[Start]

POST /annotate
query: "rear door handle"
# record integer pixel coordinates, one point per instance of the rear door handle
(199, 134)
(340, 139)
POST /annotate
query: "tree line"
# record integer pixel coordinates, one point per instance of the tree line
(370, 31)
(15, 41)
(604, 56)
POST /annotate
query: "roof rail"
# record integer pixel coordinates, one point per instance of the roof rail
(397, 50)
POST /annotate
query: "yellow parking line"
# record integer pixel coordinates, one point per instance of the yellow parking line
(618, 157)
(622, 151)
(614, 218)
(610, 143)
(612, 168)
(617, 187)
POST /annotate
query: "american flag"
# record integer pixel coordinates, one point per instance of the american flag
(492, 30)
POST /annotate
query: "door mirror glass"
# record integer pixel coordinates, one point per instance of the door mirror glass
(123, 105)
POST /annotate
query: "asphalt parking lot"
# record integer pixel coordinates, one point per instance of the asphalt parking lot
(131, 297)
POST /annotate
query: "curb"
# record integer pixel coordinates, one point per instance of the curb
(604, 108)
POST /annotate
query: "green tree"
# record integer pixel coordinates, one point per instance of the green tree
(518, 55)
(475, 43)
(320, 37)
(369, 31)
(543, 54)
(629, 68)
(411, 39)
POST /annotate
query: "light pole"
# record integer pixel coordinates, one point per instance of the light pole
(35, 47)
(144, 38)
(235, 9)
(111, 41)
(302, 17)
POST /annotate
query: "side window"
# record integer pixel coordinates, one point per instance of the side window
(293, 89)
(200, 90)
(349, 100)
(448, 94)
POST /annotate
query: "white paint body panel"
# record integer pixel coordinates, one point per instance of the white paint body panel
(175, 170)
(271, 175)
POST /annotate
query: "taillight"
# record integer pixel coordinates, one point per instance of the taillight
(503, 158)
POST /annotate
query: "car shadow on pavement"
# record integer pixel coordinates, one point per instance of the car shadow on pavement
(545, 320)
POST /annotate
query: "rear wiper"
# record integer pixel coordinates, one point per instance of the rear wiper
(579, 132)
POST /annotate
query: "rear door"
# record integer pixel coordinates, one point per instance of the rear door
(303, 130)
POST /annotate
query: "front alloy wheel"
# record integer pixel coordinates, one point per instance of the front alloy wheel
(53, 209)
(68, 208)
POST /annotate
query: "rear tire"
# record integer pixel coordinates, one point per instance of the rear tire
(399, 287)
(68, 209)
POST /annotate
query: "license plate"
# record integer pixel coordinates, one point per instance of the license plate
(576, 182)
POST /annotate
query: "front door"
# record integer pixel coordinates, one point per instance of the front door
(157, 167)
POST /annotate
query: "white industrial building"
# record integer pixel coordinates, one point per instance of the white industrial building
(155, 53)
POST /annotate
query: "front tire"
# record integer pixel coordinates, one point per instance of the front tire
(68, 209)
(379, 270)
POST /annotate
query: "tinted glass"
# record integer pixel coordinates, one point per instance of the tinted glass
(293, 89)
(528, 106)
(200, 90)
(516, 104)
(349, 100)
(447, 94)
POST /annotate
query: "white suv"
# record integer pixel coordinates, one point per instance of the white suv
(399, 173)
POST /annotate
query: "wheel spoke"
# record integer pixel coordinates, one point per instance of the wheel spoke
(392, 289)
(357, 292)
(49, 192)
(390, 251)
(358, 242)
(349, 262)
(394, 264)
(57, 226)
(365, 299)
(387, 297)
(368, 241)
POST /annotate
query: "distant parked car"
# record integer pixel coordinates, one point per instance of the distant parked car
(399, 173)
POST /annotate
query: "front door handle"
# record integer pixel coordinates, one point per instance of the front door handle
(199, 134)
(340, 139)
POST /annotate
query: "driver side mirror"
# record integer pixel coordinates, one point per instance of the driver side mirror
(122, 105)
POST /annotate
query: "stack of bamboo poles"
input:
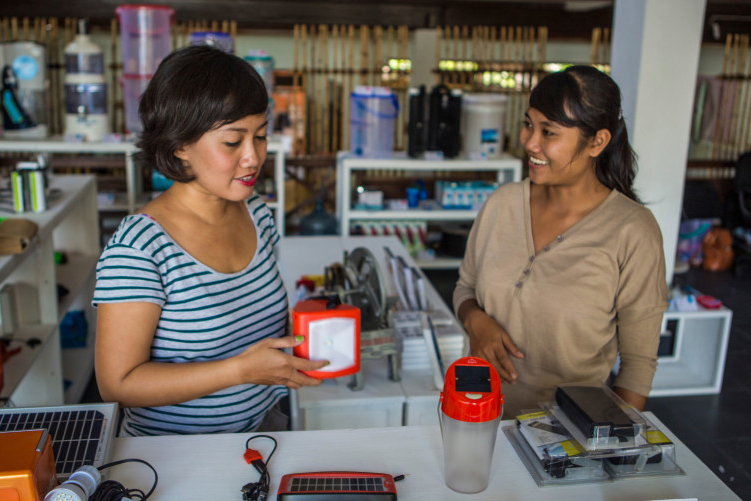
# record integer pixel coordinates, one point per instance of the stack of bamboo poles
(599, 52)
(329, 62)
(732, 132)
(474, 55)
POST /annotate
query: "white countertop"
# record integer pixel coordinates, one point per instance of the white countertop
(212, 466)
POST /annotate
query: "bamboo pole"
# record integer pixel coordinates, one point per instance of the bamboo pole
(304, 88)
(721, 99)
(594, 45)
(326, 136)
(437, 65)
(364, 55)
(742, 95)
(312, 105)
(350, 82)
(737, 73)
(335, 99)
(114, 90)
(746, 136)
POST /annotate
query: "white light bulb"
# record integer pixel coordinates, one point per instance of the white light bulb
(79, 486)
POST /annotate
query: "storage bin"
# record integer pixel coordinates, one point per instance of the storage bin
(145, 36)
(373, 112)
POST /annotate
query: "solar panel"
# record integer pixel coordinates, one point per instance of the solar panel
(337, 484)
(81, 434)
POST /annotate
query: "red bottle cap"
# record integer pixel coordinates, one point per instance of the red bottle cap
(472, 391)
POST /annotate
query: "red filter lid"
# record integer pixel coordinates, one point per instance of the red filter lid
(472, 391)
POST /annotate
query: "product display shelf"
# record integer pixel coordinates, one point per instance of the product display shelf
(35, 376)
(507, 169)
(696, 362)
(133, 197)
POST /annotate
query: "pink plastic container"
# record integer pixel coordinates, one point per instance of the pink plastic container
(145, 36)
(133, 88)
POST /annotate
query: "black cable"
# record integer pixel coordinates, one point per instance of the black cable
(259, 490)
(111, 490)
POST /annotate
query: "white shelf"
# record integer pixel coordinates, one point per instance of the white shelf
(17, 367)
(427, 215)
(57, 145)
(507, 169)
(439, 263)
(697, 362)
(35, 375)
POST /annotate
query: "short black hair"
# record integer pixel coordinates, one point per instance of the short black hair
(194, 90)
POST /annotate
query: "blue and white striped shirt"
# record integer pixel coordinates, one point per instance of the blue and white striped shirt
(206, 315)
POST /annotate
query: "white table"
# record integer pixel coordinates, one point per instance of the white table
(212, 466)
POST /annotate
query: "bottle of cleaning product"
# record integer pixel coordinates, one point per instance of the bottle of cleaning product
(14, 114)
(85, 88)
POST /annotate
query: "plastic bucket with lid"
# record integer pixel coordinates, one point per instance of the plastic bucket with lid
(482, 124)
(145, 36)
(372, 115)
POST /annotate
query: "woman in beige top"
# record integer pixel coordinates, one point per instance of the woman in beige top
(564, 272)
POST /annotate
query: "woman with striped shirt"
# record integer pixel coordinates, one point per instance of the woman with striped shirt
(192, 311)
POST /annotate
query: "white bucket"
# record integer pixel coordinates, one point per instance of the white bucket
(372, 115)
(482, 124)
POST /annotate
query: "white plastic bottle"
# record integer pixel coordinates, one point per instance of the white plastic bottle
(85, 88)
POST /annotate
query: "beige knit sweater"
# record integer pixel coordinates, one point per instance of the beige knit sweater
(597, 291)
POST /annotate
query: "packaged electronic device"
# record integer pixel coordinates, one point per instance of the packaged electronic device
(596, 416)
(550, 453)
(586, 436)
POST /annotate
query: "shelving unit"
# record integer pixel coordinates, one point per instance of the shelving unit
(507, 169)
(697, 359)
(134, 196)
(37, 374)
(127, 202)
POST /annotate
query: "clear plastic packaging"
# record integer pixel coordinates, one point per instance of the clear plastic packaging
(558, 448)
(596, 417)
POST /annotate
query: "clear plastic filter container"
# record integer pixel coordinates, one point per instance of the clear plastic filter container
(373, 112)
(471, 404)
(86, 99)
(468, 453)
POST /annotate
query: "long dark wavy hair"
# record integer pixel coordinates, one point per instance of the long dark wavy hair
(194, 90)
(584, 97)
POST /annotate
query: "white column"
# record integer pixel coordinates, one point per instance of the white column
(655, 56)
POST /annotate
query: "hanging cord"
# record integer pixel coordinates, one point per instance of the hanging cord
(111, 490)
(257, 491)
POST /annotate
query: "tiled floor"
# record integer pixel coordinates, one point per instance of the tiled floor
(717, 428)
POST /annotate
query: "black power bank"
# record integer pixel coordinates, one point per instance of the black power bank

[End]
[Start]

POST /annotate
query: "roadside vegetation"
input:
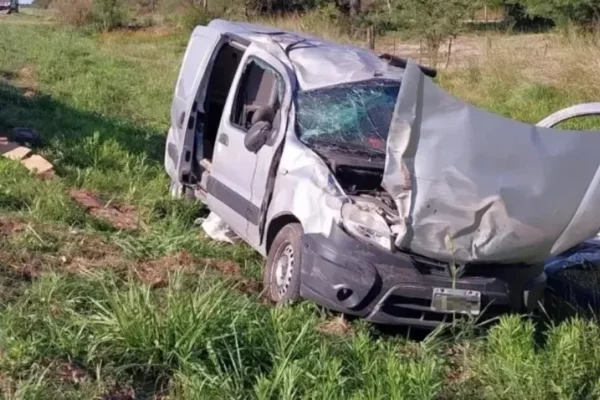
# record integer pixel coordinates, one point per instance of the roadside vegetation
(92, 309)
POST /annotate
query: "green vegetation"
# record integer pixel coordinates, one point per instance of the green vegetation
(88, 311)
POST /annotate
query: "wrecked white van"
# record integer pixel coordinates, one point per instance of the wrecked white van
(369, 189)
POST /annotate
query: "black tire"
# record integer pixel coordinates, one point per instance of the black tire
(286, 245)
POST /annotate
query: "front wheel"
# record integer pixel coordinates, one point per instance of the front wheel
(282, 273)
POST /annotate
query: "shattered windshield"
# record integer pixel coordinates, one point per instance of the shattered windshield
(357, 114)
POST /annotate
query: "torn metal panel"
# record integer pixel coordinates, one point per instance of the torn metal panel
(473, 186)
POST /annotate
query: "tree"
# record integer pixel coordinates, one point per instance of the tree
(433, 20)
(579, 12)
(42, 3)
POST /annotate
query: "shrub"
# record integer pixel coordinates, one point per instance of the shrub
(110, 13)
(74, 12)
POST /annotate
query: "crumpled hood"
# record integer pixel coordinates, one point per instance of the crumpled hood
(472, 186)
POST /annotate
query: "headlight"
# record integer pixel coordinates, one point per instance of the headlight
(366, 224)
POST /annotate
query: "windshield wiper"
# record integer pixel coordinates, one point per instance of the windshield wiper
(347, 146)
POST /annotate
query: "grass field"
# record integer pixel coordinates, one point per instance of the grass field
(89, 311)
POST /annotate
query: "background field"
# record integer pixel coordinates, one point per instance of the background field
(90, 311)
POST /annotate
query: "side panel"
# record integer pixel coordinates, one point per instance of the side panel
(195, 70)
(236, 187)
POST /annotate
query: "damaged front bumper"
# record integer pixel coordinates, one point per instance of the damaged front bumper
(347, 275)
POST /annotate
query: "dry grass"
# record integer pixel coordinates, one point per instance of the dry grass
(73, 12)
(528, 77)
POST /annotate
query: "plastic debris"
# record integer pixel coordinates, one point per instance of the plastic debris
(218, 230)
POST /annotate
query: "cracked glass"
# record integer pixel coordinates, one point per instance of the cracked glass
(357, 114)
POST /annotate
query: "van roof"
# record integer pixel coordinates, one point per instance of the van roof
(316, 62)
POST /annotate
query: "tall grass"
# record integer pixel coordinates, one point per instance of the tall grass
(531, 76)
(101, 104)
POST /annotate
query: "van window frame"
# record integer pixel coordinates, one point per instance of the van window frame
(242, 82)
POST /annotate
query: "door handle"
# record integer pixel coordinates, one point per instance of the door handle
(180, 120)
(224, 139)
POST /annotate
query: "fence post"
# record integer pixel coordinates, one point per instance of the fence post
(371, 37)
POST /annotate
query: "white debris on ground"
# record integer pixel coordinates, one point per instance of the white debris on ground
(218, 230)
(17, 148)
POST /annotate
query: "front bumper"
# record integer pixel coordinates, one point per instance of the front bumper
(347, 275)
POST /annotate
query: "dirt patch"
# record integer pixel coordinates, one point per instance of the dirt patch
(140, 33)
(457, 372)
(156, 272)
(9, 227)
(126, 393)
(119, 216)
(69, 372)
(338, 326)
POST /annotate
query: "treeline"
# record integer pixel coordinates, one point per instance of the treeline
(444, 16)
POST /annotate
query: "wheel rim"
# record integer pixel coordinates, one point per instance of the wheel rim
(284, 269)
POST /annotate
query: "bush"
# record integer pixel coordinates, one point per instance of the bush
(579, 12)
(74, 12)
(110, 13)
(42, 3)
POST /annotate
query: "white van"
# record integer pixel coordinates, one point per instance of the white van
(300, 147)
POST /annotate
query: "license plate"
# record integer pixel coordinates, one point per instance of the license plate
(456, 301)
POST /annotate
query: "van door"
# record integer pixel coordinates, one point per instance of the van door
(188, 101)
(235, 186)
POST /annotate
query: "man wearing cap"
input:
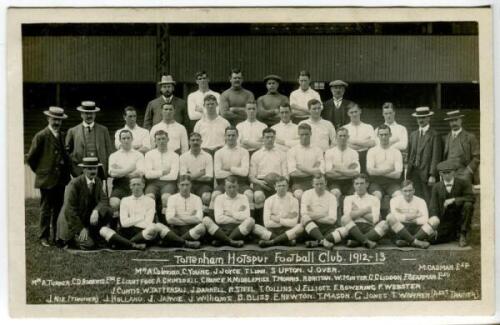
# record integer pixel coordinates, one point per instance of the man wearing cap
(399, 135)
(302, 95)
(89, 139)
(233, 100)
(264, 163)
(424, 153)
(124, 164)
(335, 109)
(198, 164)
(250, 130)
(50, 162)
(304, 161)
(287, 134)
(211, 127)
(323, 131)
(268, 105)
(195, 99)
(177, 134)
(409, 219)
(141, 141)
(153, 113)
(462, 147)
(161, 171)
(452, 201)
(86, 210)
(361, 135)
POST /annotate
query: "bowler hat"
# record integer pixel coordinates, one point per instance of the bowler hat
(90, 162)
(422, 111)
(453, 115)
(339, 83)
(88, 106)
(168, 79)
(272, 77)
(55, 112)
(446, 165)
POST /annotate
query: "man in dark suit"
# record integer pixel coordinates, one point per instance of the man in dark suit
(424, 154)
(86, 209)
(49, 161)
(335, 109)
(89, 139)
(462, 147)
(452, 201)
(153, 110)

[End]

[Your objective] How many lines in the entries above contain the string "handle"? Reply with the number alone.

[Completed exercise] 6